| PROBLEM STATEMENT |
Update the records between the line holding "girl's hair, imagine" and the end of the records, inclusive, changing "sofa armrest" to "couch armrest" and leaving everything else as it is. Give only those lines, without the pictures.

| DATA SECTION |
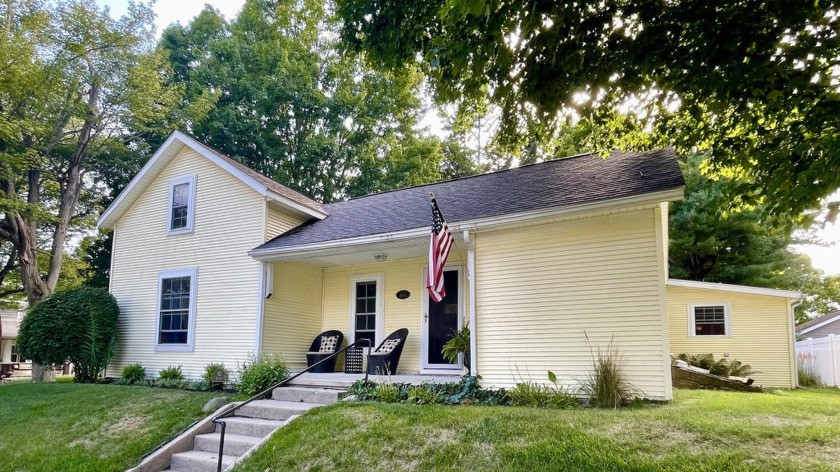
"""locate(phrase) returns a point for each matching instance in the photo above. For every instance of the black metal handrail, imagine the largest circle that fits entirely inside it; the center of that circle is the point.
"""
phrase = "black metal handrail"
(219, 420)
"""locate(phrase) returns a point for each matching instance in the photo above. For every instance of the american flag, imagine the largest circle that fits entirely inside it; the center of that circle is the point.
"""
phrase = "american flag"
(439, 246)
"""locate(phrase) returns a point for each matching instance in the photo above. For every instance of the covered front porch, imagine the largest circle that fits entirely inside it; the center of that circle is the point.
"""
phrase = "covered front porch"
(365, 291)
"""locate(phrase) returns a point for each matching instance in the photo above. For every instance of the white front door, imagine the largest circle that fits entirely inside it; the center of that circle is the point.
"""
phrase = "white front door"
(441, 320)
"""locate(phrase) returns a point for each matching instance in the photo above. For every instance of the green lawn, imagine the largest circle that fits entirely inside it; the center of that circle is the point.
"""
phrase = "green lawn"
(699, 430)
(73, 427)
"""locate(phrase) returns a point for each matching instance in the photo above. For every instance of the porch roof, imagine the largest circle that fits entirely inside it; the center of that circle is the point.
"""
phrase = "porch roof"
(560, 183)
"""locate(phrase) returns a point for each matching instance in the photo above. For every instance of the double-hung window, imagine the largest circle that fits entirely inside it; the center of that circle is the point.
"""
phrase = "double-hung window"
(710, 319)
(181, 205)
(176, 310)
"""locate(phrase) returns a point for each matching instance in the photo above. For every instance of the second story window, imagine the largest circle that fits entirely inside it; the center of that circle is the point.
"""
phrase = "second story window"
(181, 205)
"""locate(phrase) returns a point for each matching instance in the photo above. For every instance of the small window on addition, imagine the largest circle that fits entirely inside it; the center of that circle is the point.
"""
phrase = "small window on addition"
(710, 320)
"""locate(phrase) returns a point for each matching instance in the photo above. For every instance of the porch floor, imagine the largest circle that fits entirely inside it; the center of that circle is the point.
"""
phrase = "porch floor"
(344, 381)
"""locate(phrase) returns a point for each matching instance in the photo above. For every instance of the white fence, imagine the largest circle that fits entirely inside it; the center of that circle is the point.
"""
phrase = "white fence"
(824, 355)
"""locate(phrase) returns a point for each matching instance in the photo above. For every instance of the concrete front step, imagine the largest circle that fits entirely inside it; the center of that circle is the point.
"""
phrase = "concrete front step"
(235, 444)
(273, 409)
(199, 461)
(255, 427)
(321, 396)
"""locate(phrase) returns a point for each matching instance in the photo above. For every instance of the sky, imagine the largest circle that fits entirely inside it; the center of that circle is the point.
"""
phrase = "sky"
(170, 11)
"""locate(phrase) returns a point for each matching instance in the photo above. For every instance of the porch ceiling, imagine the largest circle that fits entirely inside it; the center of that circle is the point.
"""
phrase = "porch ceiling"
(361, 253)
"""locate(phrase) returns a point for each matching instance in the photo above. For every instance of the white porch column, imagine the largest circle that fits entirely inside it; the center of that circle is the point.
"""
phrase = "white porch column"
(471, 276)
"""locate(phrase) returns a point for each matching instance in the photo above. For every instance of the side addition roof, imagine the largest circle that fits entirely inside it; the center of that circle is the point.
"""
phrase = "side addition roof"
(770, 292)
(563, 183)
(172, 146)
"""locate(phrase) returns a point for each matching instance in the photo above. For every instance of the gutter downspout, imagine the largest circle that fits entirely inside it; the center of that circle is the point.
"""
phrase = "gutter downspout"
(792, 320)
(470, 242)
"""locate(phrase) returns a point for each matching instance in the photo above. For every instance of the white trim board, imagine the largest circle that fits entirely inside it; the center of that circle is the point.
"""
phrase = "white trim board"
(378, 335)
(819, 325)
(167, 151)
(735, 288)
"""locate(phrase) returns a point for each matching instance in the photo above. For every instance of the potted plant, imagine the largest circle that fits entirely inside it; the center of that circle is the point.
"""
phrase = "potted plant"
(459, 343)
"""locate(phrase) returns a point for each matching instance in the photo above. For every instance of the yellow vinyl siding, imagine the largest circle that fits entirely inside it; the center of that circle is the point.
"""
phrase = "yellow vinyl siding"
(229, 220)
(279, 221)
(292, 315)
(761, 334)
(823, 331)
(539, 288)
(406, 274)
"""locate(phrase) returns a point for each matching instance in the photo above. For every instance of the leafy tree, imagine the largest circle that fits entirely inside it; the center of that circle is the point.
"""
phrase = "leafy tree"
(753, 81)
(77, 325)
(714, 237)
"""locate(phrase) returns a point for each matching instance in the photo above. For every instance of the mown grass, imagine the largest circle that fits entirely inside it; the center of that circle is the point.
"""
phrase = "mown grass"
(76, 427)
(699, 430)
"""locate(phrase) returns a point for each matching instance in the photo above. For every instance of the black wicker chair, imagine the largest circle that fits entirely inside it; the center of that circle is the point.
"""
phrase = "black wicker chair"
(384, 363)
(313, 356)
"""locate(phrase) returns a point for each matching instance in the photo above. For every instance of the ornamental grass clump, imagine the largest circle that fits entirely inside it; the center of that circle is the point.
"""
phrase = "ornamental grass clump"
(258, 373)
(605, 385)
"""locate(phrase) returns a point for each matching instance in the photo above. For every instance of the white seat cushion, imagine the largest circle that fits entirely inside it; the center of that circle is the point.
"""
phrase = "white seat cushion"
(328, 344)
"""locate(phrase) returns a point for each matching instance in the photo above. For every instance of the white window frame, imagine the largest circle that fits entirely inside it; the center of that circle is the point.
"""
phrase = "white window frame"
(188, 179)
(727, 316)
(191, 272)
(380, 305)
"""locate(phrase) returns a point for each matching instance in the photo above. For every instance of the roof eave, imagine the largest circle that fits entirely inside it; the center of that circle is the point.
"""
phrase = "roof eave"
(124, 200)
(480, 224)
(745, 289)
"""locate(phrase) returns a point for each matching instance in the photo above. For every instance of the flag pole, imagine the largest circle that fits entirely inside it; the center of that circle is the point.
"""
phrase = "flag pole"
(454, 241)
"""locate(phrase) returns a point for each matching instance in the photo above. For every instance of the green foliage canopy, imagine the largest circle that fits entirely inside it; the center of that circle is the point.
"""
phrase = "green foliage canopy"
(754, 81)
(77, 325)
(288, 104)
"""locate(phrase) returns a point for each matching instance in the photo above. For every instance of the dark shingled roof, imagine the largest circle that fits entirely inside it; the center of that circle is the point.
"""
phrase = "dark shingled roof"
(551, 184)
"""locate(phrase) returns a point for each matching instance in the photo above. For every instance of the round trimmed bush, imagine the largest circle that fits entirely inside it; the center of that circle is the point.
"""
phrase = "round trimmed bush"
(77, 325)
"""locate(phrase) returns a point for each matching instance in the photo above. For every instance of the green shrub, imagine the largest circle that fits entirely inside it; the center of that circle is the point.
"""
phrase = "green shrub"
(542, 396)
(722, 367)
(78, 325)
(459, 343)
(171, 373)
(210, 370)
(605, 384)
(133, 374)
(258, 373)
(171, 383)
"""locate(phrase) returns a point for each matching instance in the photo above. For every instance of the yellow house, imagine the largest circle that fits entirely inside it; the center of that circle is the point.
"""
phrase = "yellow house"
(213, 261)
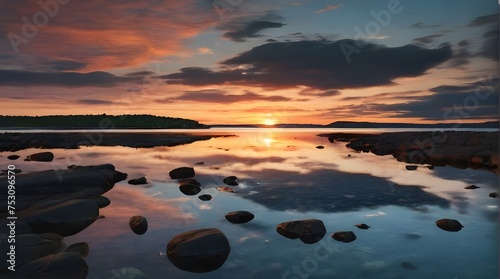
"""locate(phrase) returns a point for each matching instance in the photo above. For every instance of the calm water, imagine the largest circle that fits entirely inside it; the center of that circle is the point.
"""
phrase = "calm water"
(284, 177)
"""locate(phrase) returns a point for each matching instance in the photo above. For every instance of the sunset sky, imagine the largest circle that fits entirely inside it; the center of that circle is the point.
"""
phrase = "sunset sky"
(252, 61)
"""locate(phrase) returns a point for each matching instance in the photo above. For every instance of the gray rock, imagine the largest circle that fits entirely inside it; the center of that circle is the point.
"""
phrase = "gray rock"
(199, 251)
(347, 236)
(239, 217)
(41, 157)
(182, 173)
(450, 225)
(138, 224)
(309, 231)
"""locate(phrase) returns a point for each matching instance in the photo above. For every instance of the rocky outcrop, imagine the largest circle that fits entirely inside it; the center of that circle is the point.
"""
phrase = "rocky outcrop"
(199, 251)
(308, 231)
(239, 217)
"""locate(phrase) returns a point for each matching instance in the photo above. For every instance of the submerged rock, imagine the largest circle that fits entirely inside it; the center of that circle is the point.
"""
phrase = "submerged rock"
(362, 226)
(138, 224)
(41, 157)
(138, 181)
(205, 197)
(309, 231)
(199, 251)
(450, 225)
(182, 173)
(239, 217)
(231, 181)
(347, 236)
(13, 157)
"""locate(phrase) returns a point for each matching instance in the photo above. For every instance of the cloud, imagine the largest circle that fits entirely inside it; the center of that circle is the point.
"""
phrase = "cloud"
(107, 34)
(319, 65)
(65, 79)
(328, 8)
(242, 28)
(484, 20)
(220, 96)
(95, 102)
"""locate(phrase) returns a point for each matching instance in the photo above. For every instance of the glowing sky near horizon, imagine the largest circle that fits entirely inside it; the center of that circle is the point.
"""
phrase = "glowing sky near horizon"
(241, 61)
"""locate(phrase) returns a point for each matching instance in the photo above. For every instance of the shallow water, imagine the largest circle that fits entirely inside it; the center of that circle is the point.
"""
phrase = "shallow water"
(284, 177)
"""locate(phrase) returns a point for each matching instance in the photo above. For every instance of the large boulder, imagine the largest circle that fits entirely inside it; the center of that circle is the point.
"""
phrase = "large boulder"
(199, 251)
(138, 224)
(450, 225)
(309, 231)
(41, 157)
(182, 173)
(239, 217)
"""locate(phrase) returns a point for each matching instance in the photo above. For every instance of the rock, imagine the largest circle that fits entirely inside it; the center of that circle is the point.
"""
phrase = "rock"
(189, 181)
(138, 224)
(138, 181)
(231, 181)
(199, 251)
(102, 201)
(181, 173)
(408, 265)
(239, 217)
(450, 225)
(81, 248)
(362, 226)
(189, 190)
(41, 157)
(205, 197)
(347, 236)
(13, 157)
(225, 189)
(309, 231)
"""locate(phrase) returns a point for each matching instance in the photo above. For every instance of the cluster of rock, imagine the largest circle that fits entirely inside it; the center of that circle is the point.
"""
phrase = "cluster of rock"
(477, 150)
(54, 204)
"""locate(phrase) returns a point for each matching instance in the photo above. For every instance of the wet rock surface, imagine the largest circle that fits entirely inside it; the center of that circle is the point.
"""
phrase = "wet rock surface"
(308, 231)
(199, 251)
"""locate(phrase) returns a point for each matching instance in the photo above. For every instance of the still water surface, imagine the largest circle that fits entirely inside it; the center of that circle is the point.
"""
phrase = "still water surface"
(283, 177)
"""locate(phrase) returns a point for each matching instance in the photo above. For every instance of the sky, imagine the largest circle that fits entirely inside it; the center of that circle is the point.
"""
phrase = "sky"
(255, 62)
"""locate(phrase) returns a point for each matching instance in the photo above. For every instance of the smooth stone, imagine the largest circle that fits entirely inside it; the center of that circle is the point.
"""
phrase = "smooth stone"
(182, 173)
(309, 231)
(189, 190)
(231, 180)
(13, 157)
(205, 197)
(138, 181)
(362, 226)
(347, 236)
(41, 157)
(450, 225)
(225, 189)
(239, 217)
(199, 251)
(138, 224)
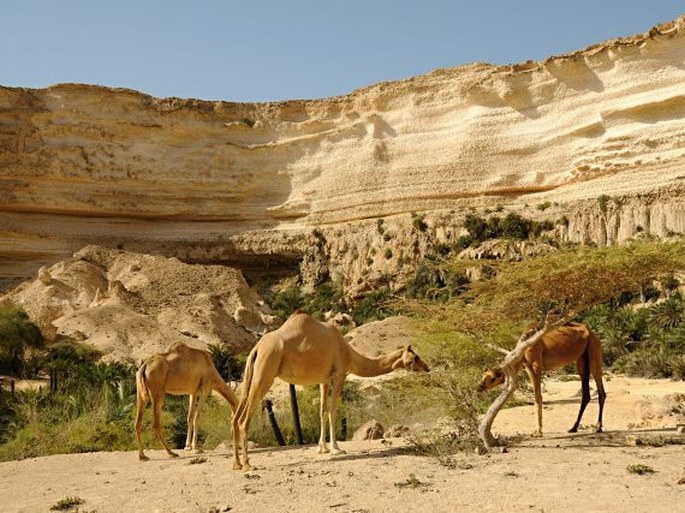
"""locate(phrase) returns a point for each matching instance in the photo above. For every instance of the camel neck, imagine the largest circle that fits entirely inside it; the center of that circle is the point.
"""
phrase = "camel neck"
(365, 367)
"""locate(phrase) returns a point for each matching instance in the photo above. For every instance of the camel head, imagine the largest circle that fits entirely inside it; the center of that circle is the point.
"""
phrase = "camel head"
(410, 361)
(491, 378)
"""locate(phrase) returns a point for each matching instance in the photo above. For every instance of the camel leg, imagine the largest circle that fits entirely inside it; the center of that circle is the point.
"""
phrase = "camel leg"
(264, 373)
(141, 402)
(192, 408)
(201, 397)
(596, 369)
(535, 375)
(157, 403)
(255, 397)
(235, 424)
(584, 371)
(323, 412)
(333, 414)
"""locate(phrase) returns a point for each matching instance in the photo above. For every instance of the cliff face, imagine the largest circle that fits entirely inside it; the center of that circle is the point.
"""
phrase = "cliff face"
(246, 183)
(130, 305)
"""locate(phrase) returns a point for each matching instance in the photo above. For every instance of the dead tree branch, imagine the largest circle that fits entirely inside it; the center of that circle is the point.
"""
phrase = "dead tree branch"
(510, 366)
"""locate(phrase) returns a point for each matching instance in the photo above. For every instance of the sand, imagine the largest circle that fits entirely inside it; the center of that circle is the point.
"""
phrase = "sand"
(558, 472)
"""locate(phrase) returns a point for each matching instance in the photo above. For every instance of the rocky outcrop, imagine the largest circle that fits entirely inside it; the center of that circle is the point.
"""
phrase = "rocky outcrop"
(130, 305)
(246, 183)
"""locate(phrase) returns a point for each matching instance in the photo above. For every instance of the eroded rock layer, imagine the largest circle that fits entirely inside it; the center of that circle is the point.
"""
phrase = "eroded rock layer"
(130, 305)
(220, 181)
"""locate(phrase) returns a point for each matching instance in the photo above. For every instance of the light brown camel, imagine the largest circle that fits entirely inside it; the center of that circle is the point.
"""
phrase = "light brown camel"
(180, 370)
(572, 342)
(304, 351)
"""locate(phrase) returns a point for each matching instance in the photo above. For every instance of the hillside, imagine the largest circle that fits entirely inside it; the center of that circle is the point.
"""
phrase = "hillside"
(245, 184)
(129, 305)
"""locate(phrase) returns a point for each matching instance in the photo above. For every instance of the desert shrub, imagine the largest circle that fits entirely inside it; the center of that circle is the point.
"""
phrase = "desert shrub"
(669, 313)
(512, 226)
(436, 282)
(17, 334)
(419, 222)
(373, 307)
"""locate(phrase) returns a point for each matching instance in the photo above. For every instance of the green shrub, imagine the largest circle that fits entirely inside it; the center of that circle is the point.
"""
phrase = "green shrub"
(419, 222)
(373, 307)
(17, 334)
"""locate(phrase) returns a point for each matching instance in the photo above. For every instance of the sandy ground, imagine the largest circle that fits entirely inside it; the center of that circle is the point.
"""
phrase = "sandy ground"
(557, 472)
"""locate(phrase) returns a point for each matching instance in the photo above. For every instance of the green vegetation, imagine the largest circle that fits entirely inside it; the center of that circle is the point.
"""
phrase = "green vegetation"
(419, 222)
(511, 226)
(627, 293)
(67, 503)
(640, 469)
(412, 482)
(17, 335)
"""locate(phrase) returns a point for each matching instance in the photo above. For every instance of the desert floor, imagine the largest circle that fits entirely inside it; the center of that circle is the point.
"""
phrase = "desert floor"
(558, 472)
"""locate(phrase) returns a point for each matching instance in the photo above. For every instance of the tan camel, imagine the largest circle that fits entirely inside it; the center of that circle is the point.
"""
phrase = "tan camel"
(181, 370)
(572, 342)
(304, 351)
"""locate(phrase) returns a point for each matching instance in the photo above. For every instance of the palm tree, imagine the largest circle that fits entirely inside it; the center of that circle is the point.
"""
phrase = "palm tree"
(17, 333)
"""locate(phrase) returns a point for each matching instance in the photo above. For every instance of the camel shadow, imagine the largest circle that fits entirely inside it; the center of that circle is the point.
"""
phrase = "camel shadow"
(591, 440)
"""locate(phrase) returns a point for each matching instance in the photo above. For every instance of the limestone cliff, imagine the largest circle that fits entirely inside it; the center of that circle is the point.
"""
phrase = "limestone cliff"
(130, 305)
(247, 183)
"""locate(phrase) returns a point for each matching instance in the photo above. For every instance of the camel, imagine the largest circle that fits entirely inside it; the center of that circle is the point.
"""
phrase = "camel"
(304, 351)
(180, 370)
(572, 342)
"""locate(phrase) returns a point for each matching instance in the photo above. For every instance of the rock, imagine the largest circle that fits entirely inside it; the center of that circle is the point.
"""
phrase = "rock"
(150, 302)
(372, 430)
(397, 431)
(247, 183)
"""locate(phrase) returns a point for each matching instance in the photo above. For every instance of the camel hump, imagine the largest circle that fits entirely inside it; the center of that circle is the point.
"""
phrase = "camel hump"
(299, 311)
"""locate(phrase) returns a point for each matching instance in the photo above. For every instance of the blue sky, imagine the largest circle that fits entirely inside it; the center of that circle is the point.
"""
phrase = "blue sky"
(266, 50)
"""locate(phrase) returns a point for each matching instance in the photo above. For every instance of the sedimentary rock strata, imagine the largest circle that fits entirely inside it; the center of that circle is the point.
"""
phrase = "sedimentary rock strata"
(246, 183)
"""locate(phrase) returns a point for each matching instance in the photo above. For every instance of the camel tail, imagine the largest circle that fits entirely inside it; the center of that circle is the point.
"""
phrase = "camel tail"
(141, 382)
(227, 393)
(595, 353)
(247, 376)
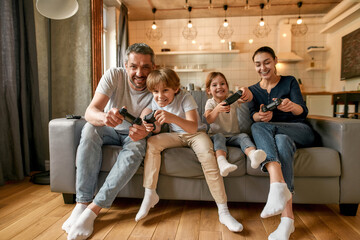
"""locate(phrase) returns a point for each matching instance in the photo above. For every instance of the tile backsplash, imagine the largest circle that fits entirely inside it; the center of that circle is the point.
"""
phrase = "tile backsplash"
(237, 67)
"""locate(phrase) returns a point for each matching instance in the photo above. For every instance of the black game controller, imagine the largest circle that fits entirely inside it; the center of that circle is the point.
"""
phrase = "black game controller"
(150, 118)
(272, 105)
(233, 98)
(130, 118)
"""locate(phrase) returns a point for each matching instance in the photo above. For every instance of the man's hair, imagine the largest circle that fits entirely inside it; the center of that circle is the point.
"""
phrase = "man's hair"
(213, 75)
(165, 76)
(140, 48)
(265, 49)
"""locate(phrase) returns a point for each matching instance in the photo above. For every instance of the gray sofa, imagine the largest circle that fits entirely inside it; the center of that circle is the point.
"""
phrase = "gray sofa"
(327, 173)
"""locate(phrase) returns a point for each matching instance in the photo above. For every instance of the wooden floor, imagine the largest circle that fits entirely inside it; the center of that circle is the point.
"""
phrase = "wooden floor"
(29, 211)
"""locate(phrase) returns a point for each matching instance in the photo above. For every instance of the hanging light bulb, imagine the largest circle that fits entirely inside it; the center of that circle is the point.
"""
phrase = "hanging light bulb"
(300, 28)
(189, 24)
(263, 29)
(211, 7)
(247, 6)
(189, 32)
(268, 4)
(153, 33)
(225, 30)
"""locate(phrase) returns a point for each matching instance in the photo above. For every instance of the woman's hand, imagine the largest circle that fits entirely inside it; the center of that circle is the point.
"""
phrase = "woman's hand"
(265, 116)
(288, 106)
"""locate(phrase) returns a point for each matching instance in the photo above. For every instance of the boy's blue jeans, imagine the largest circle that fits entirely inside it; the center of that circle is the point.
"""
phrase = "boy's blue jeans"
(89, 160)
(279, 141)
(241, 140)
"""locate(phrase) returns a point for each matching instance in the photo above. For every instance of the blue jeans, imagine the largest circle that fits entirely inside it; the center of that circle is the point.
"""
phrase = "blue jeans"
(89, 160)
(279, 141)
(241, 140)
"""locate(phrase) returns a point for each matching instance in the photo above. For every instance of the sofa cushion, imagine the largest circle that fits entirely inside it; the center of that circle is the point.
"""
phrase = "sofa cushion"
(310, 162)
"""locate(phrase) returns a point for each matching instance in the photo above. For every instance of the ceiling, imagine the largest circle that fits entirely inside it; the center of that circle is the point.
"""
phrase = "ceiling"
(140, 10)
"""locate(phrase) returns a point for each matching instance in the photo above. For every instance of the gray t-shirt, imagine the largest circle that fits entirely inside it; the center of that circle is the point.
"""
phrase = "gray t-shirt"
(114, 84)
(182, 103)
(226, 123)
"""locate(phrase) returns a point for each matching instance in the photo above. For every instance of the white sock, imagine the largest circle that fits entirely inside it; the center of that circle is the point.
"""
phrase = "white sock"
(224, 166)
(150, 200)
(84, 226)
(278, 197)
(228, 220)
(285, 228)
(256, 157)
(77, 211)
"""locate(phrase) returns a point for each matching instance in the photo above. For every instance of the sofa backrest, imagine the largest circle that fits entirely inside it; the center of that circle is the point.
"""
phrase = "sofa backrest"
(243, 112)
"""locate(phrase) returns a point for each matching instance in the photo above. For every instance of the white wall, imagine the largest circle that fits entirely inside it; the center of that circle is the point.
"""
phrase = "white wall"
(333, 62)
(238, 68)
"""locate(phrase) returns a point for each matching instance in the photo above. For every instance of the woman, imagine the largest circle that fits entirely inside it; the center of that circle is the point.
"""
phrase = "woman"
(278, 133)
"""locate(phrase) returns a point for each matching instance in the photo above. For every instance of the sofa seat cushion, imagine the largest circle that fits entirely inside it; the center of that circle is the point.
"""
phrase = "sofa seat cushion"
(178, 162)
(310, 162)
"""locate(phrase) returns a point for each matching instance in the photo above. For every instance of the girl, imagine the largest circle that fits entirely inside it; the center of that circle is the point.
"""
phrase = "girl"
(178, 109)
(278, 132)
(224, 125)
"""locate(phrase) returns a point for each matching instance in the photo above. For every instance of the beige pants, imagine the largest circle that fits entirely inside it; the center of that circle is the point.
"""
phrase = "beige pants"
(203, 148)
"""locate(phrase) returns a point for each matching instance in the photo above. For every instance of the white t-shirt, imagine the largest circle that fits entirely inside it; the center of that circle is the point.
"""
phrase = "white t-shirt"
(182, 103)
(226, 123)
(114, 84)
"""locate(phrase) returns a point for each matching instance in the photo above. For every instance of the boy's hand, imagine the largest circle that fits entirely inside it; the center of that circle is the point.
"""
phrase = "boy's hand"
(246, 95)
(162, 117)
(265, 116)
(137, 132)
(222, 107)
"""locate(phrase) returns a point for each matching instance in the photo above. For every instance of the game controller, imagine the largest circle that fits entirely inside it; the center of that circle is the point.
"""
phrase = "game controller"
(130, 118)
(272, 105)
(150, 118)
(233, 98)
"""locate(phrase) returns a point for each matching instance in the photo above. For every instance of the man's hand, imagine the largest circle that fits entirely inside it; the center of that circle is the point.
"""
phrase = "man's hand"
(113, 118)
(265, 116)
(137, 132)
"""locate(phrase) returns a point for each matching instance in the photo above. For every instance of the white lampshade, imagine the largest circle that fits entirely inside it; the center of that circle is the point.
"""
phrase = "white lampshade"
(57, 9)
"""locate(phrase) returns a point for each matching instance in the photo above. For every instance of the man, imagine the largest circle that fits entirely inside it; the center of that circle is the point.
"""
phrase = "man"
(117, 88)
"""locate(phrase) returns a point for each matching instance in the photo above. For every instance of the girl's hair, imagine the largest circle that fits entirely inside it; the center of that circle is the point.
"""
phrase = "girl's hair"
(265, 49)
(164, 76)
(213, 75)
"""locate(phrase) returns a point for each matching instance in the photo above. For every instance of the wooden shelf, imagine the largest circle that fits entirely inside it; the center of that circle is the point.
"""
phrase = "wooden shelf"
(188, 70)
(315, 69)
(198, 52)
(317, 50)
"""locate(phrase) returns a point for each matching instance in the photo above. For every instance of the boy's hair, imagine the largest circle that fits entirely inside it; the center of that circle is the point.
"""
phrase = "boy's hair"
(213, 75)
(140, 48)
(164, 76)
(265, 49)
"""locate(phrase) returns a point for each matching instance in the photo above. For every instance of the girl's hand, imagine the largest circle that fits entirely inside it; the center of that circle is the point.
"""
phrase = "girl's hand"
(222, 107)
(164, 117)
(286, 105)
(148, 126)
(246, 95)
(265, 116)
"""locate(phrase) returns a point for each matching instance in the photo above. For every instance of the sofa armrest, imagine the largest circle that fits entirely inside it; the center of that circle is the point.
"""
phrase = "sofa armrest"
(343, 135)
(64, 137)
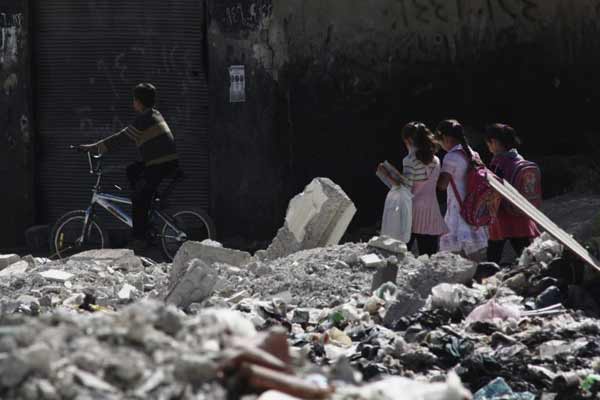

| EXPECTED ANSWER |
"""locate(phrase) returns a point for each matching instance in the photo above. For every instance of the girl's hair, imagine the largest circle that fits entirely inside it; the center of that circle is the point.
"""
phrase = "girl's hair"
(265, 49)
(164, 76)
(213, 75)
"""locate(phrase) returns a point for each matching instance in the photo above. For every instance of the wooden shelf, imagine the largest circle that fits entirely inside it; the center of that circle is the point.
"""
phrase = "wooden shelf"
(188, 70)
(315, 69)
(198, 52)
(317, 50)
"""locate(phrase) returns a point for each matching instance in the photo above. For every instance of the boy's hair, imagine the largest circle that fits entirely inside it; the center of that circle is the point.
"""
phrase = "boy's hair"
(213, 75)
(140, 48)
(164, 76)
(265, 49)
"""locate(phrase) returns a point for each matching instance in the photo above. For every instance of the girl's hand, imagine the largest circle that fits entirely inside it; the center of that circle is the point.
"""
phrase = "girl's hand"
(222, 107)
(164, 117)
(286, 105)
(148, 126)
(246, 95)
(265, 116)
"""locate(phrase) returns a point for each matching instance in the photo above. For every instance of the couch armrest, imagine the largest circle that fits entirely inside it; the center of that circle is the point.
"""
phrase = "couch armrest"
(343, 135)
(64, 137)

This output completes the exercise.